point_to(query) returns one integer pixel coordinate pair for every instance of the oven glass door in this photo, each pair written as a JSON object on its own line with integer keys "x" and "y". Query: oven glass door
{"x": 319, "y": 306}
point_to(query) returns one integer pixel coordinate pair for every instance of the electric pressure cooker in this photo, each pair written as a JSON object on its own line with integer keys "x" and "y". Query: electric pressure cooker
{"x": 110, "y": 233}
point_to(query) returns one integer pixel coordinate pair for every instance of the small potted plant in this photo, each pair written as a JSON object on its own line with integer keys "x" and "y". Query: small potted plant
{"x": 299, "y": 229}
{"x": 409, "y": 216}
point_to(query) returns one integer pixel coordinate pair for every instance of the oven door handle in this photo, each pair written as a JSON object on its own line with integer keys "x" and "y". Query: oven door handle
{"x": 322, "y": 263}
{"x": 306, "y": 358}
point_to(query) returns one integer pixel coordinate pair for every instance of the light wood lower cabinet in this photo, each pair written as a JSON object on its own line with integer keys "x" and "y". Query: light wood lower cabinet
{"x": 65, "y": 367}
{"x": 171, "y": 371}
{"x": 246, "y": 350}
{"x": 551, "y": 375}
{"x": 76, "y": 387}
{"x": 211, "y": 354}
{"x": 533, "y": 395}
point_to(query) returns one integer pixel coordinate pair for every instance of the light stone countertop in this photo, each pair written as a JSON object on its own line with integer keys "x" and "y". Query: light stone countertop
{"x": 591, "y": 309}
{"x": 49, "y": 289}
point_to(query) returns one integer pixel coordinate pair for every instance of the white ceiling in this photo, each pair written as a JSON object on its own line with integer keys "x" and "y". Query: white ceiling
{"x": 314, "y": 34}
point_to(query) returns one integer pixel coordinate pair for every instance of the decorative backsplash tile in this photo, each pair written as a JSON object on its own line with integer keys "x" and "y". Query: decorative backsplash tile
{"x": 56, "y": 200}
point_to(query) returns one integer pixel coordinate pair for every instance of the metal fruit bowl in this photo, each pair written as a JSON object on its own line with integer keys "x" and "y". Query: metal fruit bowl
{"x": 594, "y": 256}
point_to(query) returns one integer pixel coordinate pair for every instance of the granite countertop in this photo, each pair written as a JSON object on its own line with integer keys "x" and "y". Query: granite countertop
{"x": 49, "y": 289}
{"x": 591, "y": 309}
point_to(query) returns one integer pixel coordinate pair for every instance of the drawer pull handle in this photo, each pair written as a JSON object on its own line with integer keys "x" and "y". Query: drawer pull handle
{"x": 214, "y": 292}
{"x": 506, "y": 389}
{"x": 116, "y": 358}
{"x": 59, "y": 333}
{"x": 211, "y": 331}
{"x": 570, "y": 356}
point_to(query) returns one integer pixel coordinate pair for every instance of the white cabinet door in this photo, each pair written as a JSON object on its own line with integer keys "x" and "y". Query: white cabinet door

◆ ◆ ◆ ◆ ◆

**Goal of the exercise**.
Reproduce all the records precisely.

**Response to this exercise**.
point_to(query) returns one integer pixel coordinate pair for every instance of the oven glass door in this photo, each pair written as a JSON object on its own line with integer keys "x" and "y". Query: oven glass door
{"x": 319, "y": 306}
point_to(query) returns one integer pixel coordinate pair for every instance of the electric pressure cooker in this photo, each pair written as a JSON object on its own line with integer keys "x" and "y". Query: electric pressure cooker
{"x": 110, "y": 233}
point_to(query) returns one integer pixel coordinate pair for every instance of the small potted plant in this photo, each pair written as a JSON object on its own line with integer keys "x" and "y". Query: small potted plant
{"x": 299, "y": 229}
{"x": 409, "y": 216}
point_to(query) returns one integer pixel coordinate pair for every instance of the oven door handle in this photo, each pair written as a JSON object on its own line with integer keys "x" and "y". Query: oven door handle
{"x": 322, "y": 263}
{"x": 306, "y": 358}
point_to(query) returns one integer pixel coordinate pair for every instance of the light wood lower cabinet in this photo, each pair written as a JSON object on its own line with integer keys "x" and "y". Query: light wood lower cabinet
{"x": 65, "y": 367}
{"x": 171, "y": 371}
{"x": 246, "y": 350}
{"x": 551, "y": 375}
{"x": 76, "y": 387}
{"x": 211, "y": 354}
{"x": 533, "y": 395}
point_to(query) returns one integer pixel coordinate pair for every instance of the light stone countertop in this photo, each pair written as a JSON object on its own line with integer keys "x" and "y". Query: light stone countertop
{"x": 591, "y": 309}
{"x": 49, "y": 289}
point_to(query) returns one integer pixel coordinate pair for every instance of the white ceiling in this photo, each pair written as a JSON object on its own line with integer keys "x" and "y". Query: white ceiling
{"x": 314, "y": 34}
point_to(query) returns one integer pixel coordinate pair for every instance of the decorative backsplash tile in this photo, each pair written as a JSON object on its own line with integer keys "x" and "y". Query: decorative backsplash tile
{"x": 56, "y": 200}
point_to(query) returns one integer pixel coordinate pair for every instance of the metal fruit bowl in this photo, each pair written as a JSON object on its own line with integer keys "x" and "y". Query: metal fruit bowl
{"x": 594, "y": 256}
point_to(query) returns one integer pixel coordinate pair for every instance of the granite countertop in this photo, each pair written as a JSON object on its own line with integer keys "x" and "y". Query: granite countertop
{"x": 49, "y": 289}
{"x": 591, "y": 309}
point_to(query) returns one integer pixel coordinate pair for every instance of the drawer pull handle in this photo, each pair written as a JSON object on its own line with integer keys "x" and "y". Query: drawer pull handle
{"x": 214, "y": 292}
{"x": 506, "y": 389}
{"x": 116, "y": 358}
{"x": 59, "y": 333}
{"x": 211, "y": 331}
{"x": 570, "y": 356}
point_to(query) returns one integer pixel coordinate pair for every instance of the white cabinet door in this photo, each pair written as a JSON object on its own line with integer keys "x" and "y". Query: white cabinet door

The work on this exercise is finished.